SUPPLIED TEXT ->

'''

Friday, March 14, 2008

Prevent Identity Theft This Tax Season

According to the Internal Revenue Service (IRS), a record 77 million taxpayers had their tax returns filed electronically in 2007, a figure sure to increase in 2008. For an identity thief, tax time is prime time. Tax documents are a gold mine for hackers as they contain social security numbers, addresses, and financial information. Over 8 million Americans have their identity stolen each year and the Federal Trade Commission (FTC) reports that in 2007, the highest category of complaints was identity theft, attributing to 32% of total complaints received. Consumers reported fraud losses totaling more than $1.2 billion, almost double that of 2005.

The makers of Identity Finder -- software designed specifically to prevent identity theft -- offer tax-time tips to prevent identity theft and benefit every taxpayer.

1. Password-protect all tax returns that you print to PDF from your tax software so your SSN is secure.

2. Configure all peer-to-peer file sharing programs to disable the sharing of your personal folders so identity thieves can't download your tax return.

3. Don't email tax documents to your accountant unless they are encrypted to prevent anyone snooping on your network from gaining access to your financial information.

'''

WORK TO COMPLETE ->
1) Quote the identity theft article from "According to the" up to and including "benefit every taxpayer.".
2) Decide whether each statement agrees with the identity theft article. For each, answer yes or no and quote the words of the article that settle it. (a) A record 77 million taxpayers filed their returns electronically in 2007. (b) Identity theft made up 45% of the complaints the FTC received in 2007. (c) Tax documents should be emailed to an accountant only if they are encrypted.
3) Carry on the identity theft article from the end of its third tip.

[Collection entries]
'''

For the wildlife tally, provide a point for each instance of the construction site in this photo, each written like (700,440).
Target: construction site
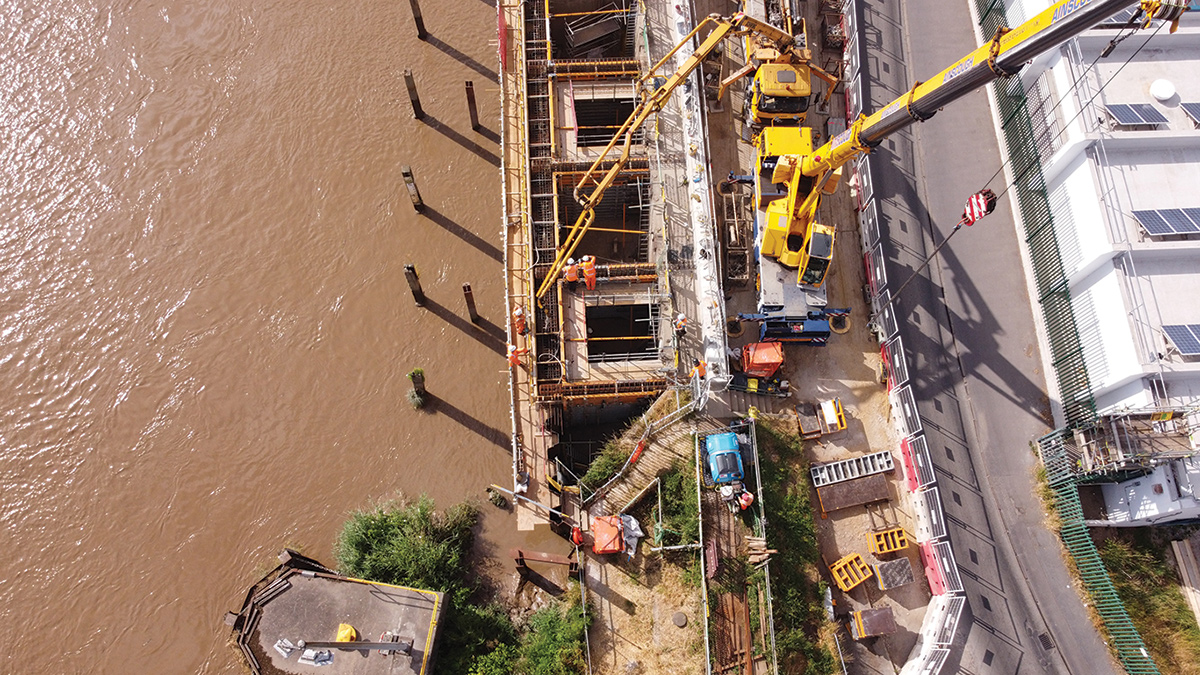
(693,266)
(671,234)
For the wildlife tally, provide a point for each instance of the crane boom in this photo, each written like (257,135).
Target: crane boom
(723,28)
(1001,57)
(807,175)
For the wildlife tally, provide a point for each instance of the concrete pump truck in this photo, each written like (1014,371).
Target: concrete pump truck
(789,236)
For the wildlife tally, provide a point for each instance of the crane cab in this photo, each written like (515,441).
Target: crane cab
(810,251)
(780,93)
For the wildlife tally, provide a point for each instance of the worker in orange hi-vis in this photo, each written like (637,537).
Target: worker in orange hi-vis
(571,274)
(589,272)
(681,326)
(519,323)
(515,356)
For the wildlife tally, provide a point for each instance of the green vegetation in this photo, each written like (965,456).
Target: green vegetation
(617,451)
(681,507)
(796,581)
(553,644)
(412,544)
(606,465)
(1150,590)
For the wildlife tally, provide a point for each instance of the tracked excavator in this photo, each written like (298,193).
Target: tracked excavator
(781,94)
(789,228)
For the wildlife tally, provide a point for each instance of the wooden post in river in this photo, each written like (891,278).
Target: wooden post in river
(471,303)
(418,113)
(418,19)
(407,174)
(414,285)
(471,106)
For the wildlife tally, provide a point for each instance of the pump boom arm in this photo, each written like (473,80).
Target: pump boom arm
(723,28)
(1003,55)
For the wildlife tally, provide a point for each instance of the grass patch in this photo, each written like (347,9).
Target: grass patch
(681,506)
(1150,590)
(612,457)
(409,543)
(617,451)
(1045,494)
(796,580)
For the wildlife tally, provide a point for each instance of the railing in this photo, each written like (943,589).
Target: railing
(1056,455)
(1050,278)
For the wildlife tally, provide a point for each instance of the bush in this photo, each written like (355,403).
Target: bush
(606,465)
(555,644)
(411,544)
(681,508)
(796,586)
(1150,590)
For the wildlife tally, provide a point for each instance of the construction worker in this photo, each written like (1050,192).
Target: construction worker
(571,274)
(515,356)
(681,326)
(519,322)
(589,272)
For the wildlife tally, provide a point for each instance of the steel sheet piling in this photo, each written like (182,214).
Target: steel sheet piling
(414,285)
(413,192)
(471,106)
(418,113)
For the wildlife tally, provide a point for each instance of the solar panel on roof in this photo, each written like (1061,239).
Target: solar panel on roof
(1193,111)
(1123,113)
(1149,113)
(1186,338)
(1135,113)
(1153,223)
(1179,221)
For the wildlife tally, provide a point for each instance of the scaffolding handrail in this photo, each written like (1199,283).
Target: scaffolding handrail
(653,102)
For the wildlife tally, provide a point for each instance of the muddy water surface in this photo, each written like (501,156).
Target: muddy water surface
(205,328)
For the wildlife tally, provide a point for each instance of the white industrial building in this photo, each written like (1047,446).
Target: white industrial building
(1120,155)
(1132,151)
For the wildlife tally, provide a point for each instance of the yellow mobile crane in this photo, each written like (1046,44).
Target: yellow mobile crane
(791,233)
(787,67)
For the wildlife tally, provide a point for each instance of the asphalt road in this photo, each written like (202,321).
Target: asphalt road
(967,328)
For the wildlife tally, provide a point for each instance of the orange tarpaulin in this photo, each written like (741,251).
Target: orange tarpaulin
(762,359)
(606,533)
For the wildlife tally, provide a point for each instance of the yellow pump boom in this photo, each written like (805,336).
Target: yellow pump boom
(810,174)
(721,28)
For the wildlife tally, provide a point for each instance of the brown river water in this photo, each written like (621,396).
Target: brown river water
(205,328)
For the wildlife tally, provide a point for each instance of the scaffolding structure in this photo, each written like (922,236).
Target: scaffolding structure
(1135,441)
(559,48)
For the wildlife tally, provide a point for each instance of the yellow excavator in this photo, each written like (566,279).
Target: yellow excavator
(791,233)
(781,93)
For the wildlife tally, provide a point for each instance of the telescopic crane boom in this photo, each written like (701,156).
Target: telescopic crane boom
(791,232)
(787,57)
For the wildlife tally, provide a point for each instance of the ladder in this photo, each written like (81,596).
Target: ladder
(850,469)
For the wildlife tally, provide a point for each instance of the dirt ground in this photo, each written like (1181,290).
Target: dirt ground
(633,631)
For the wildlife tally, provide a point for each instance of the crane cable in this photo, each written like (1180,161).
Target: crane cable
(1081,108)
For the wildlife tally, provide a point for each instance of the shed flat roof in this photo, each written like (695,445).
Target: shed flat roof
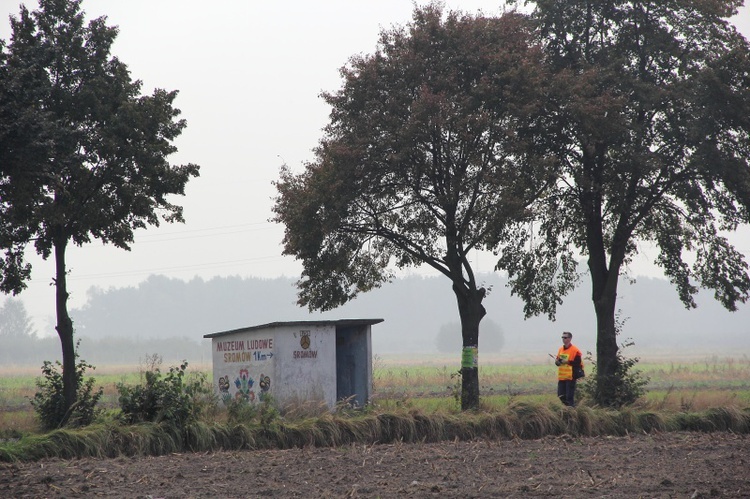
(338,322)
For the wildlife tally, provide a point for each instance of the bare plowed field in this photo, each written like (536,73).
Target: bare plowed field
(661,465)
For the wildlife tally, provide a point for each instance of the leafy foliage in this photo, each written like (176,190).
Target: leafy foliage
(425,159)
(623,387)
(648,117)
(49,401)
(89,157)
(176,398)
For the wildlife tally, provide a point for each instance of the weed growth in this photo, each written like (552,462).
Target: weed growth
(49,400)
(176,397)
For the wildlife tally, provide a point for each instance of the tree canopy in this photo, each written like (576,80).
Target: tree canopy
(89,157)
(648,115)
(425,159)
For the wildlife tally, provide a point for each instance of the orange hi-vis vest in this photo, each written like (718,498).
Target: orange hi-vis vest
(565,370)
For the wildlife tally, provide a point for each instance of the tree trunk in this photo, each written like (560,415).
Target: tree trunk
(471,311)
(604,285)
(65,328)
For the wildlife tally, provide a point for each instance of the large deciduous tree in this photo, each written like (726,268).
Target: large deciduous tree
(649,116)
(424,160)
(88,158)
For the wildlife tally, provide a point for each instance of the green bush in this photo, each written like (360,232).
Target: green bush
(629,384)
(176,397)
(49,400)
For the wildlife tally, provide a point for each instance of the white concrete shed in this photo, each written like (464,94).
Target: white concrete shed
(299,361)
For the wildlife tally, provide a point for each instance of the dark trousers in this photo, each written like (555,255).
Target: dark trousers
(566,392)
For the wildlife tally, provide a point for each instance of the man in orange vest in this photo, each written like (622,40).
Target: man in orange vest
(569,362)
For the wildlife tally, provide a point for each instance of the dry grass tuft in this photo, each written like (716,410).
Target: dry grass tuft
(517,420)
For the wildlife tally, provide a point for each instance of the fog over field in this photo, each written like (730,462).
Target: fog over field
(170,314)
(249,76)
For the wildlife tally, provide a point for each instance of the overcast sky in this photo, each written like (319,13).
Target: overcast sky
(249,75)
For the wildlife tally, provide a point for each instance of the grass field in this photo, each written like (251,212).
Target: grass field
(430,384)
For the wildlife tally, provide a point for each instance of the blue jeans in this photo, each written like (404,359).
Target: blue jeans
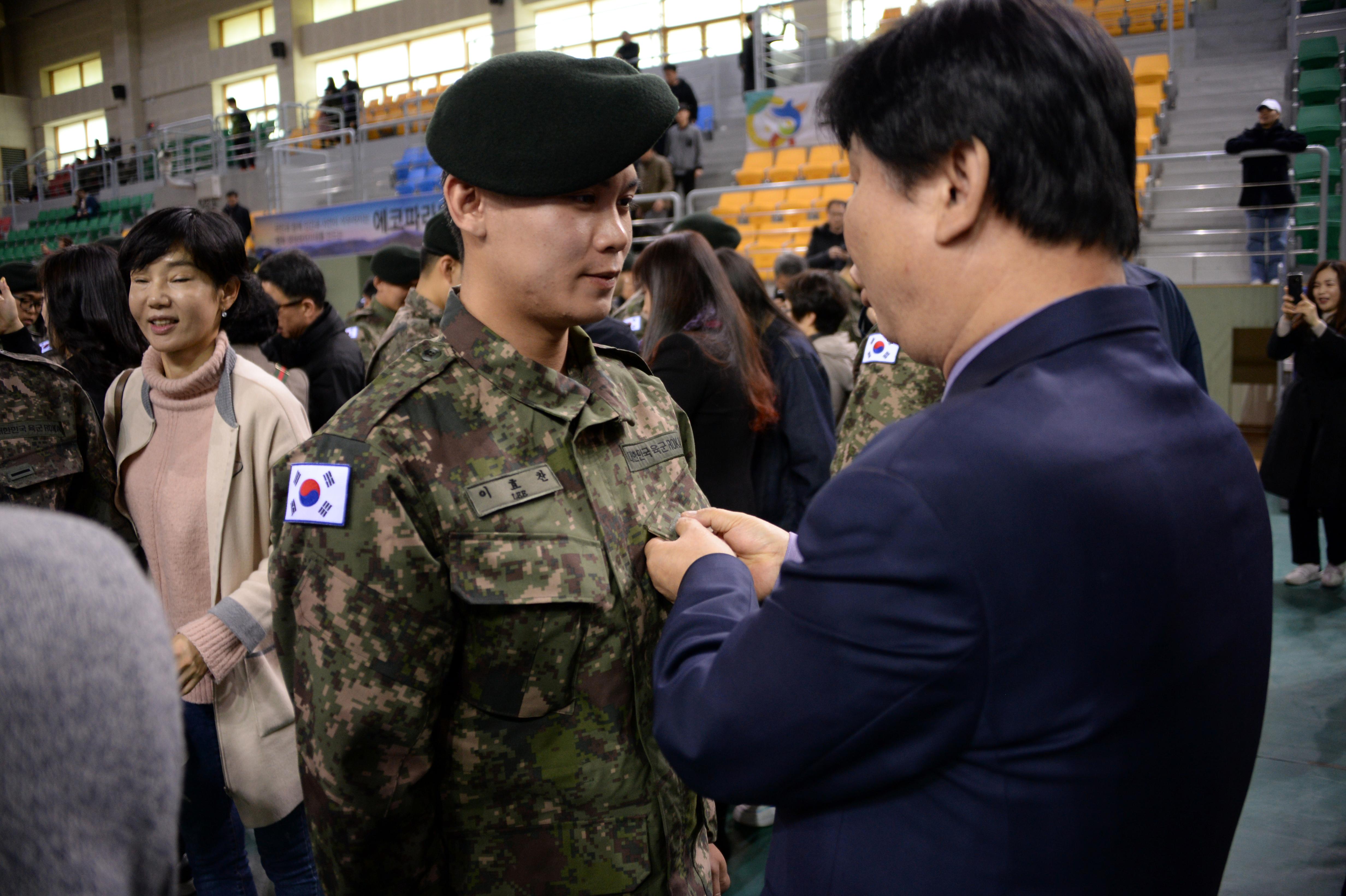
(1267,233)
(215,835)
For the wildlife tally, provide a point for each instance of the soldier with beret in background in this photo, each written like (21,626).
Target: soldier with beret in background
(396,270)
(464,610)
(418,319)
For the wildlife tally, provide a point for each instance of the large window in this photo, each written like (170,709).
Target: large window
(80,75)
(247,26)
(426,64)
(259,98)
(325,10)
(667,30)
(76,139)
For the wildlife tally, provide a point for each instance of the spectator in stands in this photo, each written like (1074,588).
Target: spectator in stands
(684,151)
(1267,196)
(251,322)
(240,136)
(92,757)
(827,245)
(200,432)
(1306,454)
(793,458)
(87,206)
(350,99)
(819,306)
(702,345)
(89,325)
(310,334)
(239,214)
(629,50)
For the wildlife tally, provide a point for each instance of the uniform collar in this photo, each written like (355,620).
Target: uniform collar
(586,391)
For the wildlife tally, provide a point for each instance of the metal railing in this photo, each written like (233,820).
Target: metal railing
(1154,188)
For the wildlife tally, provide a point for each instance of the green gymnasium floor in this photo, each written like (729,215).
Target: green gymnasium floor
(1291,840)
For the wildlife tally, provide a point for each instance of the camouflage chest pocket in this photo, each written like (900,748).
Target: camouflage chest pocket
(531,602)
(42,466)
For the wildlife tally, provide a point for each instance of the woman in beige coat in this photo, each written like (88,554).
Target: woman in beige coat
(197,430)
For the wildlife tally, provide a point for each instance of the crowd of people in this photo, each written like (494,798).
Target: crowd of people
(552,556)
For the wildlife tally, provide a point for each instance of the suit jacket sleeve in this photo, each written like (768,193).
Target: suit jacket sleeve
(863,671)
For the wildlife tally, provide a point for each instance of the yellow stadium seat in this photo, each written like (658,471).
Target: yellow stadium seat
(823,162)
(1153,69)
(764,201)
(787,166)
(1150,100)
(754,167)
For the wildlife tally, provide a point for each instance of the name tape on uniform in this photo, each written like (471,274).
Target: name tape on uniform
(643,455)
(318,494)
(879,350)
(512,489)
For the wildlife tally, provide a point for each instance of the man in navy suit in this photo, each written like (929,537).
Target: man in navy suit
(1021,645)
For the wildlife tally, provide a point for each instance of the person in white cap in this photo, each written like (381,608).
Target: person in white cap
(1267,189)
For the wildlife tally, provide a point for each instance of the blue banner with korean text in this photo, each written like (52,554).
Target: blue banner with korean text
(356,229)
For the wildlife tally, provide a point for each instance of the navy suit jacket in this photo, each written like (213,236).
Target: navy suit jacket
(1026,650)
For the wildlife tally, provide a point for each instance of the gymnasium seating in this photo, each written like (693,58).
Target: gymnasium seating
(52,224)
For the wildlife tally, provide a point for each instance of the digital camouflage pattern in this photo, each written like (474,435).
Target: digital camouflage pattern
(53,453)
(415,322)
(371,322)
(472,654)
(884,395)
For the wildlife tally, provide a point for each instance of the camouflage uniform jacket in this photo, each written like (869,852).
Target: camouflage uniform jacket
(472,652)
(884,393)
(369,323)
(417,321)
(53,453)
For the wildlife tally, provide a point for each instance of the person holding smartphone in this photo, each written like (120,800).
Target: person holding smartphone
(1306,453)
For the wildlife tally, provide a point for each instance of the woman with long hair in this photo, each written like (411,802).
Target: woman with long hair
(699,342)
(1306,453)
(793,458)
(88,321)
(197,431)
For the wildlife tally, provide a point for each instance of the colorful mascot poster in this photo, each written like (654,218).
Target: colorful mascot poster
(784,117)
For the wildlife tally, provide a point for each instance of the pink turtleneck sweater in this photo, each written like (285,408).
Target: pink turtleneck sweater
(166,494)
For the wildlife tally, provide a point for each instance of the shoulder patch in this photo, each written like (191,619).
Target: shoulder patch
(879,350)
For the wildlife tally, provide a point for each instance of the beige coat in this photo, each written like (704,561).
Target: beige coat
(256,424)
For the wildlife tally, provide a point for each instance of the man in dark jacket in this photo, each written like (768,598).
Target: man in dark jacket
(1268,190)
(311,334)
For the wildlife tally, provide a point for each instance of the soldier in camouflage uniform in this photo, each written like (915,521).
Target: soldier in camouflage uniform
(464,609)
(885,392)
(396,270)
(419,317)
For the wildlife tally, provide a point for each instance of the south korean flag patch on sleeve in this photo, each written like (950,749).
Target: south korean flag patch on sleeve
(318,494)
(879,350)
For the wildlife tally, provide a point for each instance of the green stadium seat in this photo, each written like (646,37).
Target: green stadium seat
(1320,87)
(1320,124)
(1318,53)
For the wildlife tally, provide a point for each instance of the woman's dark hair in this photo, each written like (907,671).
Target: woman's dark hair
(1040,84)
(690,294)
(1338,321)
(820,293)
(252,318)
(750,290)
(212,240)
(88,313)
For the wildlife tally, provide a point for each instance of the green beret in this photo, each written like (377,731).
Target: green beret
(396,264)
(442,237)
(719,235)
(542,124)
(22,276)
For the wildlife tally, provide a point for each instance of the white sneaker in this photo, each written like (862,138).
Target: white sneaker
(756,816)
(1306,574)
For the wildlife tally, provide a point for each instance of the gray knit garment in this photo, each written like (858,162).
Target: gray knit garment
(91,724)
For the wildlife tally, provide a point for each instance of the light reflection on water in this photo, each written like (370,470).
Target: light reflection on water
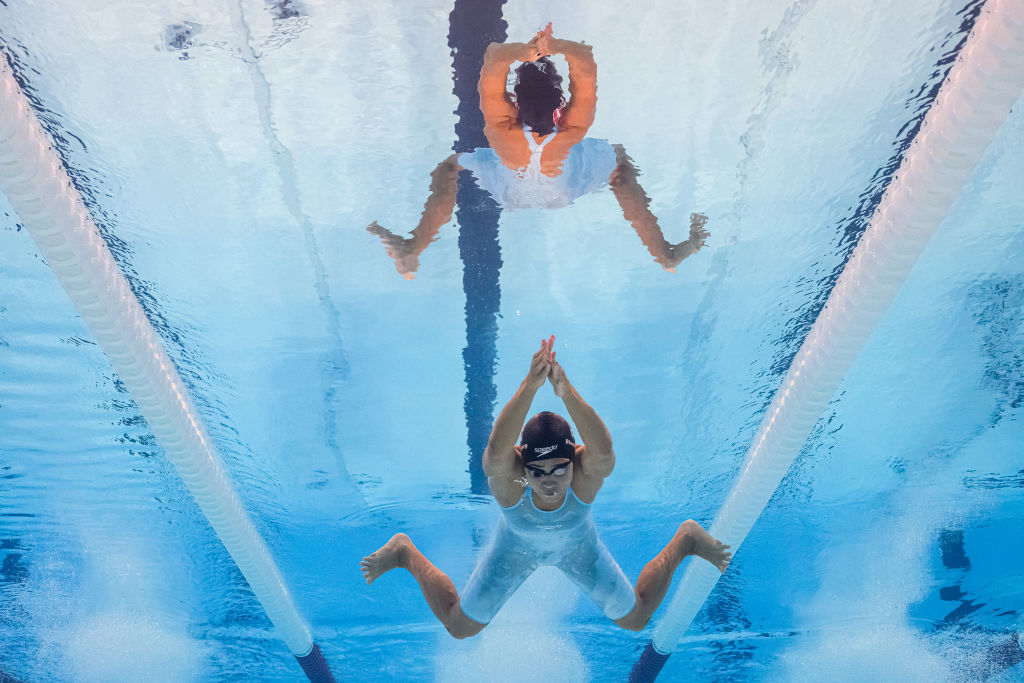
(773,121)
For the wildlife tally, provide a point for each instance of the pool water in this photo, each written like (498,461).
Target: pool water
(233,154)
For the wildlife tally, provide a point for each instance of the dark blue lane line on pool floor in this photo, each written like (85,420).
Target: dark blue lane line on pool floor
(472,26)
(851,228)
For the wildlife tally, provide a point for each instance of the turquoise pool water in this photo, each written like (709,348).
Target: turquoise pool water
(233,155)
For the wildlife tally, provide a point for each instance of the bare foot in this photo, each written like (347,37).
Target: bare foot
(388,557)
(402,250)
(706,546)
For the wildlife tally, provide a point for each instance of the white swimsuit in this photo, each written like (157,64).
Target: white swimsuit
(526,538)
(586,169)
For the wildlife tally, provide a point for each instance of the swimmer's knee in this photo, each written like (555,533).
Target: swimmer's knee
(465,629)
(461,627)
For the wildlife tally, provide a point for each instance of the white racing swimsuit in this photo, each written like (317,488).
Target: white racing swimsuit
(527,538)
(586,169)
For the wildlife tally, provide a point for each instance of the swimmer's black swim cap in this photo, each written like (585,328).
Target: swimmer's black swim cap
(547,435)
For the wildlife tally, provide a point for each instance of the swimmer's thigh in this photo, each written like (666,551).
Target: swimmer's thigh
(591,566)
(503,567)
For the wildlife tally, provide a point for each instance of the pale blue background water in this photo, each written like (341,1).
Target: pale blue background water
(236,195)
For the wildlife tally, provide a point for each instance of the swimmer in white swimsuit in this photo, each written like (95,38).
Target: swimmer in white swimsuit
(540,156)
(545,486)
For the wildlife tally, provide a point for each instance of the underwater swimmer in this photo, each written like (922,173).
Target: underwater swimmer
(539,155)
(545,486)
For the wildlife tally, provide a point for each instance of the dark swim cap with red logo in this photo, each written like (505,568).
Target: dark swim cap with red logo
(547,435)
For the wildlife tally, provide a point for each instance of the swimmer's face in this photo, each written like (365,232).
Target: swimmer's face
(550,478)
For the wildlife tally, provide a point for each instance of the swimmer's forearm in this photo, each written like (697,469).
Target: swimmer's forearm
(579,55)
(592,429)
(505,53)
(500,454)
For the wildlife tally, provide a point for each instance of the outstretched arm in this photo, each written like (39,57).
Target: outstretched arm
(436,212)
(597,458)
(635,205)
(502,463)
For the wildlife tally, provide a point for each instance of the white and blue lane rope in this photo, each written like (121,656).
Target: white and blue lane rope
(972,103)
(36,183)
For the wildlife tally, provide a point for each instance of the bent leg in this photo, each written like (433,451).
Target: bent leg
(635,205)
(436,587)
(690,539)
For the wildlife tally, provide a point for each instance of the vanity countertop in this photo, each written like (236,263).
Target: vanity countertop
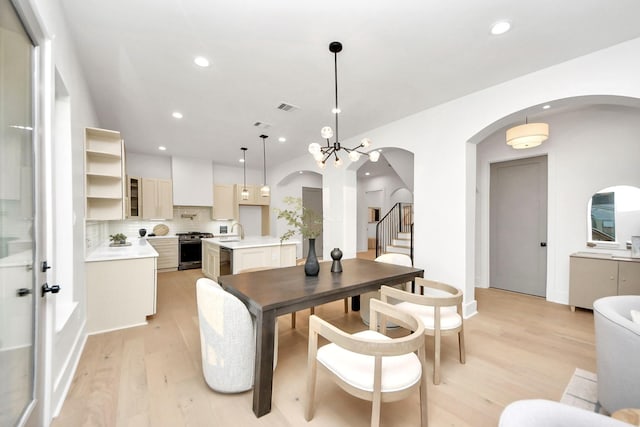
(139,248)
(248,242)
(606,256)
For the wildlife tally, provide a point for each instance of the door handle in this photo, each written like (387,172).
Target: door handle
(23,292)
(53,289)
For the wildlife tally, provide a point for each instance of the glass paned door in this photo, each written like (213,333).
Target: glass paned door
(17,276)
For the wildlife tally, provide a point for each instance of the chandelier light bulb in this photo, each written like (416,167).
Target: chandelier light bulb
(326,132)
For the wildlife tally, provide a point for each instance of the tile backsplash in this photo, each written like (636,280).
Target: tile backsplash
(185,218)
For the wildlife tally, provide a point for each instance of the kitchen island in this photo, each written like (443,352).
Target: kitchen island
(233,255)
(121,286)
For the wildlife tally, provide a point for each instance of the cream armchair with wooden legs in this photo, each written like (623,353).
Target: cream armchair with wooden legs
(440,309)
(368,364)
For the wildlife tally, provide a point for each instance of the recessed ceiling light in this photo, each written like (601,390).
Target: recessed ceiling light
(500,27)
(201,61)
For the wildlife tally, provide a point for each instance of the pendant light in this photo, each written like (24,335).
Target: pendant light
(322,153)
(265,191)
(244,194)
(527,135)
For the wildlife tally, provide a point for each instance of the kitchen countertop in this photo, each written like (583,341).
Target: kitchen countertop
(139,248)
(602,255)
(248,242)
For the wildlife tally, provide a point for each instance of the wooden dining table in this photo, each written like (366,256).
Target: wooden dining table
(275,292)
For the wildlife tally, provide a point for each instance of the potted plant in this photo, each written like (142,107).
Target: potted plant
(118,239)
(307,223)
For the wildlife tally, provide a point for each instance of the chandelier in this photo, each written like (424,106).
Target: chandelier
(322,153)
(528,135)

'''

WRITTEN ANSWERS ->
1)
According to the Internal Revenue Service (IRS), a record 77 million taxpayers had their tax returns filed electronically in 2007, a figure sure to increase in 2008. For an identity thief, tax time is prime time. Tax documents are a gold mine for hackers as they contain social security numbers, addresses, and financial information. Over 8 million Americans have their identity stolen each year and the Federal Trade Commission (FTC) reports that in 2007, the highest category of complaints was identity theft, attributing to 32% of total complaints received. Consumers reported fraud losses totaling more than $1.2 billion, almost double that of 2005.

The makers of Identity Finder -- software designed specifically to prevent identity theft -- offer tax-time tips to prevent identity theft and benefit every taxpayer.

2)
(a) Yes: "a record 77 million taxpayers had their tax returns filed electronically in 2007"
(b) No: "attributing to 32% of total complaints received"
(c) Yes: "Don't email tax documents to your accountant unless they are encrypted"

3)
4. If downloading your IRS W2 forms, 1099s, and other personal tax documents from your employer, create a strong password when registering to download them so it is not easily guessed by strangers.

5. If you receive an email purporting to be from the IRS that requires personal information to process your return, rebate, or refund, do not respond to it. The IRS does not contact you via email and this is more likely a phishing attack.

6. When you postal mail your tax return to the IRS, mail it from a secured location, like the post office or an official USPS collection box, and do not let it sit in the box overnight as it could be stolen. For added security use certified mail.

7. If you receive an unsolicited phone call from someone claiming to represent the IRS, do not give personal information over the phone. Hang up and call the IRS directly.

8. Permanently shred unsecured documents from your computer that contain personal information used to prepare your tax return. Printed documents should be traditionally shredded.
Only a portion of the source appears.